The expected result is an exact restatement of the data, free of pictures.
>>>
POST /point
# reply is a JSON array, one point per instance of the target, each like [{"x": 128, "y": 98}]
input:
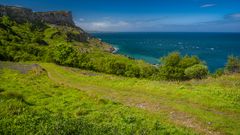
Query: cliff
[{"x": 20, "y": 14}]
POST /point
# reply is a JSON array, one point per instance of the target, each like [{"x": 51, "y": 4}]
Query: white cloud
[
  {"x": 105, "y": 25},
  {"x": 207, "y": 5},
  {"x": 235, "y": 16},
  {"x": 81, "y": 19}
]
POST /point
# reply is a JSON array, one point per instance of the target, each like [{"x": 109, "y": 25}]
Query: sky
[{"x": 145, "y": 15}]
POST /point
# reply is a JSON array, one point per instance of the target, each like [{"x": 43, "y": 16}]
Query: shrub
[
  {"x": 233, "y": 64},
  {"x": 198, "y": 71}
]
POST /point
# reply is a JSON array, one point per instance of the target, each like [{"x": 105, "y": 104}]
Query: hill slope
[{"x": 206, "y": 107}]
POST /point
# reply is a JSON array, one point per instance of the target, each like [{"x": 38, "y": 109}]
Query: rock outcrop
[{"x": 20, "y": 14}]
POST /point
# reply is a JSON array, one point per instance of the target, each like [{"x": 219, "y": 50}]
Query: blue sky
[{"x": 145, "y": 15}]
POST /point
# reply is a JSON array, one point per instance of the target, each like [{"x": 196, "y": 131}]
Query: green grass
[
  {"x": 33, "y": 104},
  {"x": 80, "y": 101},
  {"x": 207, "y": 106}
]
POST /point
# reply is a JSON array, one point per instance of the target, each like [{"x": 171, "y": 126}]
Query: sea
[{"x": 212, "y": 48}]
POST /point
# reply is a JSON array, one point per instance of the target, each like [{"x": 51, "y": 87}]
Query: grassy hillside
[
  {"x": 31, "y": 103},
  {"x": 84, "y": 101}
]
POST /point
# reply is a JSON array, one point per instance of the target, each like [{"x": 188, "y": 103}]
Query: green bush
[{"x": 198, "y": 71}]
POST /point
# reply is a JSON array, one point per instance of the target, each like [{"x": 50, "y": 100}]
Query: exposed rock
[{"x": 21, "y": 14}]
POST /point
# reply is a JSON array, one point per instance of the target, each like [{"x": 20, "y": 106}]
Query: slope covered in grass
[
  {"x": 81, "y": 101},
  {"x": 210, "y": 106},
  {"x": 31, "y": 103}
]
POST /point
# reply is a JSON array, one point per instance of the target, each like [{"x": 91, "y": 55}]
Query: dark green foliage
[
  {"x": 14, "y": 95},
  {"x": 198, "y": 71},
  {"x": 233, "y": 64},
  {"x": 39, "y": 42},
  {"x": 174, "y": 65}
]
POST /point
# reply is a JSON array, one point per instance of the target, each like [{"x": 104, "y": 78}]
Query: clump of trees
[
  {"x": 175, "y": 67},
  {"x": 36, "y": 42}
]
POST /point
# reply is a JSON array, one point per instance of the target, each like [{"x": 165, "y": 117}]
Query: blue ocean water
[{"x": 213, "y": 48}]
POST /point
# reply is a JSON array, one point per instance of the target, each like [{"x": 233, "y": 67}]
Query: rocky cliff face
[{"x": 20, "y": 14}]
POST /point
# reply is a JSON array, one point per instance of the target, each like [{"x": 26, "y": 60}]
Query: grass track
[{"x": 210, "y": 106}]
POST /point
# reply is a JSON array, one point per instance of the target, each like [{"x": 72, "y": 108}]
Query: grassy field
[{"x": 64, "y": 100}]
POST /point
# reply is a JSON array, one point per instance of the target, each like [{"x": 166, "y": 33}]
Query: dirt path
[{"x": 139, "y": 100}]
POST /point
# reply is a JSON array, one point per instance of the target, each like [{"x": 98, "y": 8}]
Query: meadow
[{"x": 64, "y": 100}]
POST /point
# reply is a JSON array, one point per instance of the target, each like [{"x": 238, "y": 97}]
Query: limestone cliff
[{"x": 20, "y": 14}]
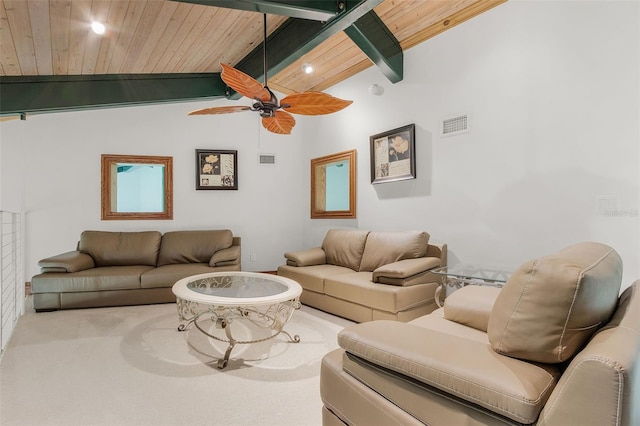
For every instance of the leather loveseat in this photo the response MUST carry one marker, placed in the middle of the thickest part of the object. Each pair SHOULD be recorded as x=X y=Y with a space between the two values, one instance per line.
x=556 y=346
x=365 y=275
x=130 y=268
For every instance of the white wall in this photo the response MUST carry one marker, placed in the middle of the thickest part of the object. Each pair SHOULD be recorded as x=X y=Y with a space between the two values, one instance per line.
x=62 y=176
x=553 y=92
<<<
* Reply
POST /point
# reply is a JSON array, one point per instance of the target, each like [{"x": 128, "y": 98}]
input:
Query: cliff
[{"x": 20, "y": 14}]
POST /point
# reply is a JSON array, one point per instance of the target, each like [{"x": 51, "y": 4}]
Query: white cloud
[
  {"x": 105, "y": 25},
  {"x": 207, "y": 5},
  {"x": 235, "y": 16},
  {"x": 81, "y": 19}
]
POST /point
# reply is a JSON array, one point per instance of the target, each like [{"x": 109, "y": 25}]
Query: sky
[{"x": 145, "y": 15}]
POST /point
# reply is a JSON array, one point per instance of the target, each like [{"x": 43, "y": 16}]
Query: shrub
[
  {"x": 233, "y": 64},
  {"x": 198, "y": 71}
]
POST /point
# reply is a JSON array, one point per instance of the target, each like [{"x": 105, "y": 104}]
Query: hill slope
[{"x": 206, "y": 107}]
POST /point
# reply is a JSON array, one point per instance of the target, each like [{"x": 38, "y": 109}]
Query: rock outcrop
[{"x": 20, "y": 14}]
POST /point
# reply is a JSON array, one point per instance of the target, each like [{"x": 219, "y": 50}]
Query: blue sky
[{"x": 145, "y": 15}]
POST /point
# reply is a JSON array, one point per instance of the target, each like [{"x": 196, "y": 131}]
Query: green grass
[
  {"x": 33, "y": 104},
  {"x": 80, "y": 101},
  {"x": 207, "y": 106}
]
POST /point
# reply is a JSON array, one point per instance of the target, each like [{"x": 171, "y": 126}]
Query: sea
[{"x": 212, "y": 48}]
POST /point
# reply is a JSON array, one point per instance of the target, each like [{"x": 51, "y": 87}]
Query: grassy hillside
[
  {"x": 31, "y": 103},
  {"x": 84, "y": 101}
]
POST /point
# reply is a JSON array, one point per instance of the target, each like [{"x": 188, "y": 103}]
Query: green bush
[{"x": 198, "y": 71}]
POST /point
# reply is a JSON array, one point per instance of the target, each like [{"x": 50, "y": 100}]
Query: exposed rock
[{"x": 21, "y": 14}]
POST /point
# reply is a JSON array, one point per instance of the target, each like [{"x": 20, "y": 106}]
Query: slope covered in grass
[
  {"x": 81, "y": 101},
  {"x": 210, "y": 106},
  {"x": 31, "y": 103}
]
POST /point
# reply is a JSON array, one point per instance of the target, each like [{"x": 91, "y": 55}]
Query: dark green foliage
[
  {"x": 14, "y": 95},
  {"x": 198, "y": 71},
  {"x": 233, "y": 64},
  {"x": 39, "y": 42},
  {"x": 174, "y": 65}
]
POST /point
# reply is a JSON array, one point per instance of the target, each like [{"x": 104, "y": 78}]
Query: clump of trees
[
  {"x": 175, "y": 67},
  {"x": 36, "y": 42}
]
POST /point
# reply is a JSON array, one point per instance of the target, each like [{"x": 165, "y": 117}]
Query: blue ocean water
[{"x": 213, "y": 48}]
POST /point
# reply is a JSON array, one point per instance of the target, each like [{"x": 233, "y": 67}]
Query: rocky cliff face
[{"x": 20, "y": 14}]
POST /point
# reply is a JSON array, one point per instance of the target, each like [{"x": 26, "y": 60}]
Query: grass track
[{"x": 210, "y": 106}]
POST /point
# reply is a JSON array, one point per instance of the target, each like [{"x": 72, "y": 108}]
Query: grassy field
[{"x": 64, "y": 100}]
POST /point
# reply is a JSON array, one point per instance of the target, each like [{"x": 166, "y": 33}]
Query: dirt path
[{"x": 139, "y": 100}]
POST /point
# reply is a JSON array, one point per instance of the target, each like [{"x": 98, "y": 8}]
Query: meadow
[{"x": 64, "y": 100}]
POST /point
# reply is a JSON array, one point per instance of the target, each like [{"x": 238, "y": 97}]
Query: limestone cliff
[{"x": 20, "y": 14}]
For every instance of the leather loveseat in this photo the response MUST carry one marker, placed in the middle of the thickest part of the object. Each pair SHOULD be recorded as x=X y=Y with a space between the two values, one instance per line.
x=556 y=346
x=365 y=275
x=130 y=268
For every instance of the white wall in this photo the response MUST carry one marker, placed in the middle of the thickest part of the object. Each pair SHOULD be recorded as x=X y=Y with a space between the two values, one instance per line.
x=62 y=176
x=553 y=92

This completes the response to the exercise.